Segment Start: Study material
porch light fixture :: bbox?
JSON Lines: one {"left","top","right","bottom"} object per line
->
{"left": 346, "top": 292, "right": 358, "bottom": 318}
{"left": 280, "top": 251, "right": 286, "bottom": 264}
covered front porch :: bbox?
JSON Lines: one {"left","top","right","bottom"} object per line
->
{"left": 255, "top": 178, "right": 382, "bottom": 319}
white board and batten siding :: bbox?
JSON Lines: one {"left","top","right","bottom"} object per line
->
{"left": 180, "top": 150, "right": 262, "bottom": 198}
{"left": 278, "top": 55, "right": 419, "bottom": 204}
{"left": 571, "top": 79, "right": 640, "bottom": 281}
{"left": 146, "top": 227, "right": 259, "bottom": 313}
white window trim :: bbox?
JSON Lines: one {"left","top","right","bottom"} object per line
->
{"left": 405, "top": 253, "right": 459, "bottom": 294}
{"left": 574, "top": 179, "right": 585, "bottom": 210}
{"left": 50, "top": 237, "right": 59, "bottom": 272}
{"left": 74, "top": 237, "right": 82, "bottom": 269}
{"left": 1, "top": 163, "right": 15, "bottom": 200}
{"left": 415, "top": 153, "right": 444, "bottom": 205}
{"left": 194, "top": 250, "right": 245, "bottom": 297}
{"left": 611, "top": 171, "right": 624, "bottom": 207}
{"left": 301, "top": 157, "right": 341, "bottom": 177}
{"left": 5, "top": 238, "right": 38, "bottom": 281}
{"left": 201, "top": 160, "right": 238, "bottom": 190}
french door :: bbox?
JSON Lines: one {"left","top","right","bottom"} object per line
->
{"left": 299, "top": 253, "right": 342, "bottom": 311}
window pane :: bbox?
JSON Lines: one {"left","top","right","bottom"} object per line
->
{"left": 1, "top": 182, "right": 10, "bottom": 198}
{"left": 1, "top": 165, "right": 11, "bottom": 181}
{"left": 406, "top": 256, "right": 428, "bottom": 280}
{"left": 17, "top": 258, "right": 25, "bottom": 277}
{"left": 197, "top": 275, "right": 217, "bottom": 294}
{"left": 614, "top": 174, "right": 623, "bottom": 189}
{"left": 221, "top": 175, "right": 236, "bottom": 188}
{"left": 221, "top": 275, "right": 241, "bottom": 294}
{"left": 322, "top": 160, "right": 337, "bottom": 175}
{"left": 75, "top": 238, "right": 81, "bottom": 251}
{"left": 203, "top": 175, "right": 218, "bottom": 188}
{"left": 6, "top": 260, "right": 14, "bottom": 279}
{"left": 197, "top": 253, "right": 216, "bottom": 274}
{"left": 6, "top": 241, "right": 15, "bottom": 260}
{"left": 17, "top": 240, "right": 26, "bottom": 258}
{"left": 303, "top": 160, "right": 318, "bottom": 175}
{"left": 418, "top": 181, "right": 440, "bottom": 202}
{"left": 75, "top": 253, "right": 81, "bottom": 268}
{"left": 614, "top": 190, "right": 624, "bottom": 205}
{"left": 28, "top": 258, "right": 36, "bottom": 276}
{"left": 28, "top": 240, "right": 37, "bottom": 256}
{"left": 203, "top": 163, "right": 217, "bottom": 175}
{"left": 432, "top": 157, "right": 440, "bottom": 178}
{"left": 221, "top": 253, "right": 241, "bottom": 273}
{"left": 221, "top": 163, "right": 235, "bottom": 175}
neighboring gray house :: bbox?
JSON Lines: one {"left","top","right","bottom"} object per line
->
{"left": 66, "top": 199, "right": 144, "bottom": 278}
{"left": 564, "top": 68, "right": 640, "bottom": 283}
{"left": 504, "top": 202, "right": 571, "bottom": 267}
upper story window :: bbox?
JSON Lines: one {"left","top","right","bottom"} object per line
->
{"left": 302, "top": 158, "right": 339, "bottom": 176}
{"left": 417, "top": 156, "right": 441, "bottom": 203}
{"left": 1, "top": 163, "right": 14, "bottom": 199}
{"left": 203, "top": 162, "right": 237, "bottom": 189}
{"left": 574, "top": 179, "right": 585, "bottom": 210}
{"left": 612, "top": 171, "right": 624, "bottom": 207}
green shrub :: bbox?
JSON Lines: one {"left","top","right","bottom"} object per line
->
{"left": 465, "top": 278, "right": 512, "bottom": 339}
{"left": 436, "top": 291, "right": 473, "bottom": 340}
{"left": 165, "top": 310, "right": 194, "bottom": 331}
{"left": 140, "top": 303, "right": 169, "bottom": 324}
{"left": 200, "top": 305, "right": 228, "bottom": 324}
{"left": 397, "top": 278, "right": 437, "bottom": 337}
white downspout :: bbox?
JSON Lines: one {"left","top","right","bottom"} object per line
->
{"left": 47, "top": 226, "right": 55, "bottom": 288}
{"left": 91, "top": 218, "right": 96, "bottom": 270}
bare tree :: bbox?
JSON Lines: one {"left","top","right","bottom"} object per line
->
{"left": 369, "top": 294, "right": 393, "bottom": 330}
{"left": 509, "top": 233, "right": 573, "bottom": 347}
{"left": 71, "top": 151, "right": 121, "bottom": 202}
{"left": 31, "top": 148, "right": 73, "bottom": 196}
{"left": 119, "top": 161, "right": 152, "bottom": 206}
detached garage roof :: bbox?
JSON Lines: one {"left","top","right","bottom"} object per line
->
Segment End: Study material
Instructions to follow
The output must reproduce the whole listing without a single change.

Response box
porch light fixture :: bbox?
JSON Lines: one {"left","top","right","bottom"} object per line
->
{"left": 346, "top": 292, "right": 358, "bottom": 318}
{"left": 280, "top": 251, "right": 286, "bottom": 264}
covered front porch :: bbox?
JSON Lines: one {"left","top","right","bottom"} object per line
->
{"left": 255, "top": 178, "right": 382, "bottom": 319}
white board and batten siding :: bbox?
JSON Lines: one {"left","top","right","bottom"} object per line
->
{"left": 180, "top": 150, "right": 262, "bottom": 198}
{"left": 278, "top": 55, "right": 419, "bottom": 204}
{"left": 571, "top": 79, "right": 640, "bottom": 281}
{"left": 146, "top": 227, "right": 259, "bottom": 313}
white window trim :: bbox?
JSON Lines: one {"left","top","right","bottom"} object per line
->
{"left": 405, "top": 253, "right": 459, "bottom": 294}
{"left": 574, "top": 179, "right": 585, "bottom": 210}
{"left": 50, "top": 237, "right": 59, "bottom": 272}
{"left": 74, "top": 237, "right": 82, "bottom": 269}
{"left": 1, "top": 163, "right": 15, "bottom": 200}
{"left": 415, "top": 153, "right": 444, "bottom": 205}
{"left": 194, "top": 250, "right": 245, "bottom": 297}
{"left": 611, "top": 171, "right": 624, "bottom": 207}
{"left": 301, "top": 157, "right": 341, "bottom": 177}
{"left": 5, "top": 238, "right": 38, "bottom": 281}
{"left": 201, "top": 160, "right": 238, "bottom": 190}
french door :: bbox?
JSON Lines: one {"left","top","right","bottom"} object per line
->
{"left": 299, "top": 253, "right": 342, "bottom": 311}
window pane :: bbox?
JSON Lines: one {"left","top","right","bottom"} object per line
->
{"left": 1, "top": 182, "right": 10, "bottom": 198}
{"left": 1, "top": 165, "right": 11, "bottom": 181}
{"left": 406, "top": 256, "right": 428, "bottom": 280}
{"left": 17, "top": 258, "right": 25, "bottom": 277}
{"left": 197, "top": 275, "right": 217, "bottom": 294}
{"left": 614, "top": 174, "right": 623, "bottom": 189}
{"left": 221, "top": 175, "right": 236, "bottom": 188}
{"left": 221, "top": 275, "right": 241, "bottom": 294}
{"left": 322, "top": 160, "right": 337, "bottom": 175}
{"left": 75, "top": 238, "right": 81, "bottom": 251}
{"left": 203, "top": 175, "right": 218, "bottom": 188}
{"left": 6, "top": 260, "right": 14, "bottom": 279}
{"left": 197, "top": 253, "right": 216, "bottom": 274}
{"left": 6, "top": 241, "right": 15, "bottom": 260}
{"left": 17, "top": 240, "right": 26, "bottom": 258}
{"left": 303, "top": 160, "right": 318, "bottom": 175}
{"left": 418, "top": 181, "right": 440, "bottom": 202}
{"left": 75, "top": 253, "right": 81, "bottom": 268}
{"left": 614, "top": 190, "right": 624, "bottom": 205}
{"left": 28, "top": 258, "right": 36, "bottom": 276}
{"left": 28, "top": 240, "right": 37, "bottom": 256}
{"left": 203, "top": 163, "right": 217, "bottom": 175}
{"left": 432, "top": 157, "right": 440, "bottom": 178}
{"left": 221, "top": 253, "right": 241, "bottom": 273}
{"left": 221, "top": 163, "right": 235, "bottom": 175}
neighboring gray house :: bbox?
JSON Lines: one {"left","top","right","bottom"} object per line
->
{"left": 66, "top": 199, "right": 144, "bottom": 278}
{"left": 564, "top": 68, "right": 640, "bottom": 283}
{"left": 504, "top": 202, "right": 571, "bottom": 267}
upper story window :: bbox?
JSON Lines: one {"left","top","right","bottom"} object per line
->
{"left": 302, "top": 158, "right": 339, "bottom": 176}
{"left": 417, "top": 156, "right": 441, "bottom": 203}
{"left": 1, "top": 163, "right": 14, "bottom": 199}
{"left": 203, "top": 162, "right": 237, "bottom": 189}
{"left": 574, "top": 179, "right": 585, "bottom": 210}
{"left": 612, "top": 171, "right": 624, "bottom": 207}
green shrub :: bbox?
JSON Lines: one {"left","top","right","bottom"} object per line
->
{"left": 465, "top": 278, "right": 512, "bottom": 339}
{"left": 436, "top": 291, "right": 473, "bottom": 340}
{"left": 165, "top": 310, "right": 194, "bottom": 331}
{"left": 140, "top": 303, "right": 169, "bottom": 324}
{"left": 200, "top": 305, "right": 228, "bottom": 324}
{"left": 397, "top": 278, "right": 437, "bottom": 337}
white downspout :: bbox?
JSON Lines: one {"left","top","right","bottom"} object per line
->
{"left": 47, "top": 226, "right": 55, "bottom": 288}
{"left": 91, "top": 218, "right": 96, "bottom": 270}
bare tree :: bbox?
JSON Lines: one {"left","top","right","bottom"} object per line
->
{"left": 369, "top": 294, "right": 393, "bottom": 330}
{"left": 509, "top": 233, "right": 573, "bottom": 347}
{"left": 71, "top": 151, "right": 121, "bottom": 202}
{"left": 31, "top": 148, "right": 73, "bottom": 196}
{"left": 119, "top": 161, "right": 152, "bottom": 206}
detached garage roof :: bbox?
JSON Lines: one {"left","top","right","bottom"} object per line
->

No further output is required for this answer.